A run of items
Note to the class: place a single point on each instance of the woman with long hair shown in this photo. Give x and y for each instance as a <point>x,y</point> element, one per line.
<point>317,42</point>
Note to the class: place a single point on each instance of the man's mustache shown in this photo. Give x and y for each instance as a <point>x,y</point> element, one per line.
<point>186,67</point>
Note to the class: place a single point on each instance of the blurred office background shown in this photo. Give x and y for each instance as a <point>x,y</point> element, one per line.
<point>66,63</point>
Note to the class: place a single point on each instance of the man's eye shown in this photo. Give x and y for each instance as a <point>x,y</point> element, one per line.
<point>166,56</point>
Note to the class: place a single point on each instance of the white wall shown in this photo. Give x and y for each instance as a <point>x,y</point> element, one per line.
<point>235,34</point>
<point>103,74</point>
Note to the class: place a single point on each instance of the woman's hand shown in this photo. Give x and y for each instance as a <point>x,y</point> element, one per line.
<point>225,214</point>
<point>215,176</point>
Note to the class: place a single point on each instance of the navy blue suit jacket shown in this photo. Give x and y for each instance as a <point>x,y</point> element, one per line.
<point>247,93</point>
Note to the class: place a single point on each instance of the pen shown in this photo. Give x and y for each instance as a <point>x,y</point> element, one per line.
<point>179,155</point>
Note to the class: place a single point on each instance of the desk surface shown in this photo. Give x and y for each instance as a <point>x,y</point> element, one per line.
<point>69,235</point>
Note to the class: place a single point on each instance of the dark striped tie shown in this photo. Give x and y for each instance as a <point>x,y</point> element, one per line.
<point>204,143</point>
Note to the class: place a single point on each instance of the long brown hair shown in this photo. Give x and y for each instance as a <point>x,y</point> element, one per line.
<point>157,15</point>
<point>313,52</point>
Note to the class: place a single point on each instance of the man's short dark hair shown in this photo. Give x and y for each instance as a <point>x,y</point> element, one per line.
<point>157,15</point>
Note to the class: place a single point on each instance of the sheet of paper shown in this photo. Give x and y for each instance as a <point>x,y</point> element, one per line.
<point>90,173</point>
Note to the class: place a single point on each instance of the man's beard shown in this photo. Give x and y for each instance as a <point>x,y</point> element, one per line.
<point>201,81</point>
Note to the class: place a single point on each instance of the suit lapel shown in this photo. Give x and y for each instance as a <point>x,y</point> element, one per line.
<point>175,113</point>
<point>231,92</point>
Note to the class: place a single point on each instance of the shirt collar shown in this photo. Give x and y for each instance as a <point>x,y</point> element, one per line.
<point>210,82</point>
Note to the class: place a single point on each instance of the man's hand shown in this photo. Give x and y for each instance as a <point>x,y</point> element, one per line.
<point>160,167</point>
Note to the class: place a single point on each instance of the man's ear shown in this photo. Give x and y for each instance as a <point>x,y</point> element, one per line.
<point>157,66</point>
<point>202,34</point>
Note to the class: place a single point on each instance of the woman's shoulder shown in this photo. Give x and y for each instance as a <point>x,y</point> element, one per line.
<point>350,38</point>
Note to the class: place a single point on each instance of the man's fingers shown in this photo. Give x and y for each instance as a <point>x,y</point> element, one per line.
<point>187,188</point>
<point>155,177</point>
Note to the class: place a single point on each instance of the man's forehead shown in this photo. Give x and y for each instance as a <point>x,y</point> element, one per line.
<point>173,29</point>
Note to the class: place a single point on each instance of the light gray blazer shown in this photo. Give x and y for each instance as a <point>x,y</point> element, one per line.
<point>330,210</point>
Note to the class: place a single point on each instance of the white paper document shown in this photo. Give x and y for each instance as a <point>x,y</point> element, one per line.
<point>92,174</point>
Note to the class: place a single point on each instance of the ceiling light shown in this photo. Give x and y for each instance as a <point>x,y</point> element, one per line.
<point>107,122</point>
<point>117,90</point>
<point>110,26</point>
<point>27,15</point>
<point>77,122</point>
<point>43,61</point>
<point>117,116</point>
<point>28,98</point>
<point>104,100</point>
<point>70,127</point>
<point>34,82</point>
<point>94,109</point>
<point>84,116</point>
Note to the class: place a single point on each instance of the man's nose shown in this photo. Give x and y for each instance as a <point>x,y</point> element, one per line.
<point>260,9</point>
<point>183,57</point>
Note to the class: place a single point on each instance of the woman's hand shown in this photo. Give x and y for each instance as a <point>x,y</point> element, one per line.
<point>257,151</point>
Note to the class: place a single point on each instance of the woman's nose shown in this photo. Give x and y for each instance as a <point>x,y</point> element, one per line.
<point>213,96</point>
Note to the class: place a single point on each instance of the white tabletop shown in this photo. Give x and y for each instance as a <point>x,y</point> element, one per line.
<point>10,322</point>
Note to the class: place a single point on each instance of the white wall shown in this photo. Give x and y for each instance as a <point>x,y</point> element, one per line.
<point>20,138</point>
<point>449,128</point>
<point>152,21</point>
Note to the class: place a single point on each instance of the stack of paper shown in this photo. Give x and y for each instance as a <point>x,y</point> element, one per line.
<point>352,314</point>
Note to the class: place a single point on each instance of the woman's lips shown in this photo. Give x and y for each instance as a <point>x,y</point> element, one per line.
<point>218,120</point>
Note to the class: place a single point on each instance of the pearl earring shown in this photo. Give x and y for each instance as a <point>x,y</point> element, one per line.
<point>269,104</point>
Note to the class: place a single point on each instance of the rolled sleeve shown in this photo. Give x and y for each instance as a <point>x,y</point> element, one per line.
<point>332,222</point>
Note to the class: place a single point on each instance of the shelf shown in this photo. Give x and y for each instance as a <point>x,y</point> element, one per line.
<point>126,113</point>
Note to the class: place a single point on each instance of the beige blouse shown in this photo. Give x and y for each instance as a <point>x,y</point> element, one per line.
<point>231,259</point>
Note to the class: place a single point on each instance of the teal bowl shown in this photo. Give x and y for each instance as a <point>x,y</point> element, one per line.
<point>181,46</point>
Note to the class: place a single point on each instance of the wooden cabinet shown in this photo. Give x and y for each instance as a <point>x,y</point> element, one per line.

| PROBLEM DESCRIPTION |
Copy every one of the items above word for word.

| RESULT OF THE TASK |
Note to the class: place a single point on each instance of the woman with long hair shown in this photo. Give x and y for each instance as a <point>x,y</point> element, one per line.
<point>317,42</point>
Note to the class: place a single point on each instance of the man's mustache shown in this photo. Give x and y for each instance as a <point>x,y</point> element, one per line.
<point>186,67</point>
Note to the class: place a single point on each instance of the blurred office background shown in this photo. Give x and y for each instance as a <point>x,y</point> element, one per line.
<point>66,63</point>
Note to the class: place a single point on each instance of the man's eye shown in this photo. Give x and y for each instance as a <point>x,y</point> element, one per line.
<point>166,56</point>
Note to the class: place a single point on each instance of the white wall shown in this photo. Give x and y for each instance as a <point>x,y</point> element, one per line.
<point>235,34</point>
<point>103,74</point>
Note to the class: place a single point on each instance of the woman's hand shown in this photo. Give x and y for each instance as a <point>x,y</point> element, one per line.
<point>225,214</point>
<point>215,176</point>
Note to the class: place a single point on each instance of the navy blue suit jacket shown in this photo. Give x and y for each instance as a <point>x,y</point> element, one per line.
<point>247,93</point>
Note to the class: place a single point on each instance of the pen shown in this photo. Give x and y for each instance as a <point>x,y</point> element, one per line.
<point>179,155</point>
Note to the class: place a single point on each instance of the desk surface shown in this photo. Give x and y for each instance as a <point>x,y</point> element, one per line.
<point>69,235</point>
Note to the class: place a single point on each instance of the dark striped tie shown in this photo. Give x and y for each instance as a <point>x,y</point> element, one per line.
<point>204,143</point>
Note to the class: place a single point on each instance of the long brown hair shown in this photo. Give x and y for each instance as a <point>x,y</point> element, one per line.
<point>157,15</point>
<point>313,52</point>
Note to the class: place a single point on each instance of the man's short dark hair shown in this photo. Give x and y for each instance as a <point>x,y</point> element, one per line.
<point>157,15</point>
Note to the class: place a single point on each instance of the sheet of paper shown in this photo. Give x and y for each instance as a <point>x,y</point> element, one per line.
<point>90,173</point>
Note to the class: place a single point on each instance of the man's beard shown in this photo. Give x and y for each instance as a <point>x,y</point> element, one per line.
<point>201,81</point>
Note to the class: place a single point on each instance of the suit lapel shown in this photo. Give x and y for each instance as a <point>x,y</point> element, one per line.
<point>175,113</point>
<point>231,92</point>
Note to the class: place a single point on each instance of the shirt collar shown in this photo. Give x and y for each instance as a <point>x,y</point> element, one per line.
<point>210,82</point>
Note to the class: place a single point on each instance of the man's hand shown in this photo. Give x and y for each instance as a <point>x,y</point> element, one per line.
<point>160,167</point>
Note to the class: place a single point on each instance of the man's ear shown in this photo. Give x and y for each instance as a <point>x,y</point> element, one per line.
<point>157,66</point>
<point>202,34</point>
Note to the class: place a single point on each instance of the woman's shoulder shown in this photo. Give x and y for each instance as a <point>x,y</point> element, one per line.
<point>350,38</point>
Note to the class: place a single point on each instance of the man's fingers shown in this photo. Give x and y for each instance as a <point>x,y</point> element, one per line.
<point>187,188</point>
<point>155,177</point>
Note to the class: place a single point on each instance of the man's forehead shown in this photo. Give x and y for each instance as a <point>x,y</point> element, one per line.
<point>173,29</point>
Note to the class: place a single point on each instance of the light gray blazer shown in this photo. Give x and y for each instance as a <point>x,y</point> element, one per line.
<point>330,210</point>
Note to the class: place a single point on each instance of the white paper document shown in this photo. Give x and y for each instance as a <point>x,y</point> element, one per line.
<point>92,174</point>
Note to the class: place a single point on each instance of the ceiling light shown in this photo. Give x and y for each instance as a <point>x,y</point> element, one per line.
<point>107,122</point>
<point>117,90</point>
<point>110,26</point>
<point>27,15</point>
<point>77,122</point>
<point>43,61</point>
<point>117,116</point>
<point>28,98</point>
<point>104,100</point>
<point>70,127</point>
<point>34,82</point>
<point>94,109</point>
<point>84,116</point>
Note to the class: place a single point on each instance of the man's nose shown in this photo. Give x and y for each instance as a <point>x,y</point> element, one per line.
<point>260,9</point>
<point>183,57</point>
Note to the class: place a single point on each instance of the woman's hand shown in this photo. Give x and y for each instance as a <point>x,y</point> element, one per line.
<point>257,151</point>
Note to the class: place a single point on each instance of the woman's nose shown in this photo. Give x and y for each instance as a <point>x,y</point> element, one per line.
<point>213,96</point>
Note to the class: place a single point on each instance of the white tabletop shown in this photo. Give x and y for each instance as a <point>x,y</point> element, one per line.
<point>10,322</point>
Note to the class: place a single point on each instance of the white wall shown in this photo. Give x and y for each instance as a <point>x,y</point> element, one per line.
<point>20,138</point>
<point>449,128</point>
<point>152,21</point>
Note to the class: place a single point on each instance of the stack of paper shown in this photo. Give x and y for each instance as a <point>x,y</point> element, one per line.
<point>352,314</point>
Note to the class: place a single point on each instance of the woman's lips shown in this photo. Give x and y for each instance as a <point>x,y</point> element, one per line.
<point>218,120</point>
Note to the class: place a single point on each instance of the pearl earring shown in this photo. Give x and y for each instance as a <point>x,y</point> element, one per line.
<point>269,104</point>
Note to the class: place a single point on each instance of the rolled sleeve shown in this photo. Give x and y for each instance as a <point>x,y</point> element, one per line.
<point>332,222</point>
Note to the class: place a single point on each instance of the shelf shown in this photo. Give x and y for each instance as a <point>x,y</point> element, one per line.
<point>126,113</point>
Note to the class: place a single point on each instance of the beige blouse shown in this photo. Give x and y for each instance as a <point>x,y</point> element, one per line.
<point>231,259</point>
Note to the class: place a single point on each instance of the teal bowl shown in this photo. Give x and y for each instance as a <point>x,y</point> element, one per line.
<point>181,46</point>
Note to the class: place a single point on each instance of the wooden cabinet shown in this photo. Give x and y for each instance as a <point>x,y</point> element, one per line.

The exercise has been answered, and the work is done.